Dataset rows:
============================================================

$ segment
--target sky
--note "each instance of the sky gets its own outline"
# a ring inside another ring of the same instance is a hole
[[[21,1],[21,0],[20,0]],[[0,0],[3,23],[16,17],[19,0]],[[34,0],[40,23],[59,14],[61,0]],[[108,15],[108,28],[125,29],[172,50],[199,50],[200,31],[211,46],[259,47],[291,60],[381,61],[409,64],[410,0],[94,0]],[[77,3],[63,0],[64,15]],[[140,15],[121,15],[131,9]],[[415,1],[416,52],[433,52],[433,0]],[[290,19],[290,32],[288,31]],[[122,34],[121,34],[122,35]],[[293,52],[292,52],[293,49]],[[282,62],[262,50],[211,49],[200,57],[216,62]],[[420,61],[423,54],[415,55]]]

============================================================

Work to complete: Rewrite the entries above, substituting "water" for every occurrence of "sky" and leaving everything else unchanged.

Final result:
$ segment
--target water
--note "each instance of the water gets its own outline"
# a ring inside another ring of the same instance is a hole
[[[21,1],[21,0],[20,0]],[[0,0],[3,23],[16,17],[19,0]],[[34,0],[40,23],[59,14],[61,0]],[[108,15],[108,28],[125,29],[172,50],[199,50],[200,31],[211,46],[259,47],[291,60],[381,61],[409,64],[410,0],[94,0]],[[77,3],[63,0],[64,15]],[[140,15],[121,15],[131,9]],[[415,1],[416,52],[433,52],[433,0]],[[290,19],[290,32],[288,31]],[[122,34],[121,34],[122,35]],[[293,52],[292,52],[293,49]],[[282,62],[262,50],[211,49],[200,57],[216,62]],[[420,61],[423,54],[415,55]]]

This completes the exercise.